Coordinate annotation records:
|---|

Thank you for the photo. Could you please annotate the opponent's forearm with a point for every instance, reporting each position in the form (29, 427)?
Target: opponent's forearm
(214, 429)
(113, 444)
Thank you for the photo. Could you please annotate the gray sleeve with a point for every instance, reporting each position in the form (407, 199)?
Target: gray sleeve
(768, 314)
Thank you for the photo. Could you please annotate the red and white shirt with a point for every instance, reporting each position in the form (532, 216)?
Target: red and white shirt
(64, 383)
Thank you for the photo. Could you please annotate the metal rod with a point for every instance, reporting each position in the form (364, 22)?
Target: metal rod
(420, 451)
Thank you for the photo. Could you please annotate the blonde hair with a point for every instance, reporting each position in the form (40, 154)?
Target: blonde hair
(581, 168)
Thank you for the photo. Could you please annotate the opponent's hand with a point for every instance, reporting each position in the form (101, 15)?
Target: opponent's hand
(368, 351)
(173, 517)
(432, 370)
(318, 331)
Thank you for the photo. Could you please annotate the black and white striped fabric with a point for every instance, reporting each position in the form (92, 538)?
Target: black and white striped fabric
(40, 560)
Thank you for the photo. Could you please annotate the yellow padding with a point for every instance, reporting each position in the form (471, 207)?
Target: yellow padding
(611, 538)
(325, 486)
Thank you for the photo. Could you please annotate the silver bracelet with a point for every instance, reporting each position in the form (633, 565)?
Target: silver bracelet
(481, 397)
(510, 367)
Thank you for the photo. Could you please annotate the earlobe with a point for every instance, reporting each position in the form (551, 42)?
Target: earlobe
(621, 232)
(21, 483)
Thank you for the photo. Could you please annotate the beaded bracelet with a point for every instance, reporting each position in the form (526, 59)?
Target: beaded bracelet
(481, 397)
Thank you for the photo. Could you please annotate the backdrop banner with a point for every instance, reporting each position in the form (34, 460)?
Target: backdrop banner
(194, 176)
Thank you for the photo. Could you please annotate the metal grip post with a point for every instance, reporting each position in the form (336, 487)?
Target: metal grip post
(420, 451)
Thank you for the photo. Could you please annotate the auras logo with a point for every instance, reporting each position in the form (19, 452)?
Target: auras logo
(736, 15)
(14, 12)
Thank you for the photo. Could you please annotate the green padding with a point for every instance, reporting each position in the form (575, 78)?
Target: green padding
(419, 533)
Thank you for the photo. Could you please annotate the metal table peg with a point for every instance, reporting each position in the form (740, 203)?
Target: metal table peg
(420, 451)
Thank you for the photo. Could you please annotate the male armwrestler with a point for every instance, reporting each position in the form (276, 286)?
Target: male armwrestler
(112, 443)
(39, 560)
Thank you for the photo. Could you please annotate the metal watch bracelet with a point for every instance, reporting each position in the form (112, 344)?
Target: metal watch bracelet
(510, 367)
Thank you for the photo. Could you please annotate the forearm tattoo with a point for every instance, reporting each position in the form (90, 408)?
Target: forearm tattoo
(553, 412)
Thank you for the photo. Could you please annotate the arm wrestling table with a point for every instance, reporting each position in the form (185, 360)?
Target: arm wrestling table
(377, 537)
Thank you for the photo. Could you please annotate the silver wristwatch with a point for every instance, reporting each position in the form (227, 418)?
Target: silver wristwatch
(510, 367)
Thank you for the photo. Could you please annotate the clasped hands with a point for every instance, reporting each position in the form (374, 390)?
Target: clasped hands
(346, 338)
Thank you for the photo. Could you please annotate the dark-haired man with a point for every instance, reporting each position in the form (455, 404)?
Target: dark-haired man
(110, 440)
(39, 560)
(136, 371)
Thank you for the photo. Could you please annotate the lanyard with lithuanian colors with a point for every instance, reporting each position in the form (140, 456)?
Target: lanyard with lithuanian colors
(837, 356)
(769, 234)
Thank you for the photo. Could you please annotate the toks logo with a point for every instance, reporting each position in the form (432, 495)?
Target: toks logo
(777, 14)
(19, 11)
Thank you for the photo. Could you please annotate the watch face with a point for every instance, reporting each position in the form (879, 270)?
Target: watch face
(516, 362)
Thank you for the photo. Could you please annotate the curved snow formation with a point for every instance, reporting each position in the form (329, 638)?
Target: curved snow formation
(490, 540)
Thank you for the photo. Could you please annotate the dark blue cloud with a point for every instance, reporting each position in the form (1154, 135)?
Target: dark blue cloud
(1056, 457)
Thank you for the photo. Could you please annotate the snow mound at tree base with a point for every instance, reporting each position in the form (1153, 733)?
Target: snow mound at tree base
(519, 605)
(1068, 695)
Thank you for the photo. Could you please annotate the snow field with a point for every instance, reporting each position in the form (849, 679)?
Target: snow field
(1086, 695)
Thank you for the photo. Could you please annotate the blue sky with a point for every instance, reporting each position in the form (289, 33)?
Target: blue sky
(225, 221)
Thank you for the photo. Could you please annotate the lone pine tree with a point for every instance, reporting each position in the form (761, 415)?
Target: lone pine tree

|---|

**Task**
Please copy out each record, character for character.

**Result of the task**
Thank you for the photo. Could you please annotate the opponent's forearm with a point for every instance, reporting each position in the form (29, 427)?
Target: opponent's forearm
(214, 429)
(113, 444)
Thank you for the photo. Could you please annotate the gray sleeve with a point for every instance, reporting each position in the form (407, 199)?
Target: gray sleeve
(768, 314)
Thank you for the photo. Could you please annotate the red and white shirt with a point for every instance, reporting each position in the form (532, 216)?
Target: red and white shirt
(64, 383)
Thank you for the photo. Could you please annotate the metal rod with a point for every instance, reporting each position in the form (364, 22)?
Target: metal rod
(420, 451)
Thank you for the photo. Could you please annotate the blonde hair with a point for every instance, reporting each position in the form (40, 154)?
Target: blonde hair
(581, 168)
Thank you for the photo. Could you please annotate the opponent's hand with a point for every instance, reporting each position in the form (101, 15)?
Target: opponent's hand
(368, 351)
(173, 517)
(432, 370)
(318, 331)
Thank you for the photo. Could you please annotate the black and white striped fabric with a point for every instance, reporting each position in the form (92, 538)?
Target: black and white striped fabric
(40, 560)
Thank you for the photo. Could you please annotate the yellow padding with a point for every instance, reporting each position in the form (471, 207)?
Target: yellow padding
(611, 538)
(325, 486)
Thank you for the photo. Could you please annotate the silver bracelet with a point for every instance, reporting each position in the form (633, 565)?
Target: silver bracelet
(481, 397)
(510, 367)
Thank you for the photo. Could you please annotate the earlobe with a point for every instance, reporting each position in the form (551, 42)?
Target: earlobe
(621, 232)
(21, 483)
Thank you for the photo. Could you please annotate the beaded bracelet with a point for every instance, reporting each position in the form (526, 59)?
Target: beaded bracelet
(481, 397)
Thank you for the photo. Could you please annotate the backdrop banner with a point for every instance, reporting each position in the form (34, 460)?
Target: backdrop banner
(194, 176)
Thank you for the photo. Could you please annotate the metal grip post with a point for every instance, reporting each position in the form (336, 487)?
Target: metal grip post
(420, 451)
Thank you for the photo. Could you please annotate the auras logo with a point for every instance, reporting each position in the form (19, 452)?
Target: auras logo
(736, 15)
(14, 12)
Thank you for the photo. Could you please annotate the green padding with a point for every instance, reporting each position in the form (575, 78)?
Target: green padding
(419, 533)
Thank you for the photo. Could you please annotate the metal table peg with a point for every instance, reporting each position in the form (740, 203)?
Target: metal table peg
(420, 451)
Thank you for the photo. Could you please annotate the male armwrestler with a point for every instance, reporting each position in the form (276, 286)?
Target: male armwrestler
(112, 443)
(39, 560)
Thank you for the photo. Could you please annotate the metal watch bracelet with a point for every instance, reporting each position in the form (112, 344)?
Target: metal watch bracelet
(510, 367)
Thank you for the photo. Could you please annotate the forearm tattoo with a point for every instance, reporting each position in the form (90, 408)?
Target: forearm tattoo
(553, 412)
Thank you for the photo. Could you please annotate the arm wrestling table with a point for every instance, reporting each position in the form (185, 360)?
Target: arm wrestling table
(377, 537)
Thank you for the photo. Could you please annotate the silver wristwatch with a point for every instance, reporting each position in the form (227, 418)?
Target: silver wristwatch
(510, 367)
Thank you for the photo. Could you please annotate the clasped hands with a point for every instance, reporting each position in the form (374, 390)?
Target: clasped hands
(346, 338)
Thank you for the photo. Could you please annotate the dark-haired man with a point for every instance, reporting each position in the form (455, 404)?
Target: dark-haired man
(110, 440)
(39, 560)
(136, 371)
Thank you for the photo. Could you please annotate the lanyard with lithuanian colors with a point for every instance, reporting each position in the form (140, 456)?
Target: lanyard with lithuanian colors
(837, 356)
(769, 234)
Thank you for the photo. Could you please annotate the toks logo with a point for every instance, reporting each position in the form (432, 495)?
Target: toks logo
(777, 14)
(19, 11)
Thank you for the photo. Could you please annotate the watch face with a point for every instance, reporting each position in the form (879, 270)?
Target: watch face
(516, 362)
Thank you for the photo. Could you please annotate the curved snow formation with a point for every instance, reporting each position in the form (329, 638)?
Target: curved snow formation
(490, 540)
Thank you for the photo. Could you please annotate the dark blue cloud with a point for every instance, reporting each position in the form (1154, 135)?
Target: dark blue cloud
(1056, 457)
Thank you for the photo. Could you please annotate the snow mound at tree base with a point for every instance, reporting each position in the form (1153, 733)?
Target: snow mound at tree base
(519, 605)
(1068, 695)
Thank you for the photo. Could you please annotate the snow field with a point for every instance, reporting each position in the form (849, 679)?
Target: snow field
(1086, 695)
Thank you for the photo. Could you please annotate the blue sky with a point for every instance, reporting each position in the form (289, 33)?
Target: blue sky
(225, 221)
Thank you for the photo. Could you please annotate the lone pine tree with a point for every instance, reporting each position in the form (761, 415)?
Target: lone pine tree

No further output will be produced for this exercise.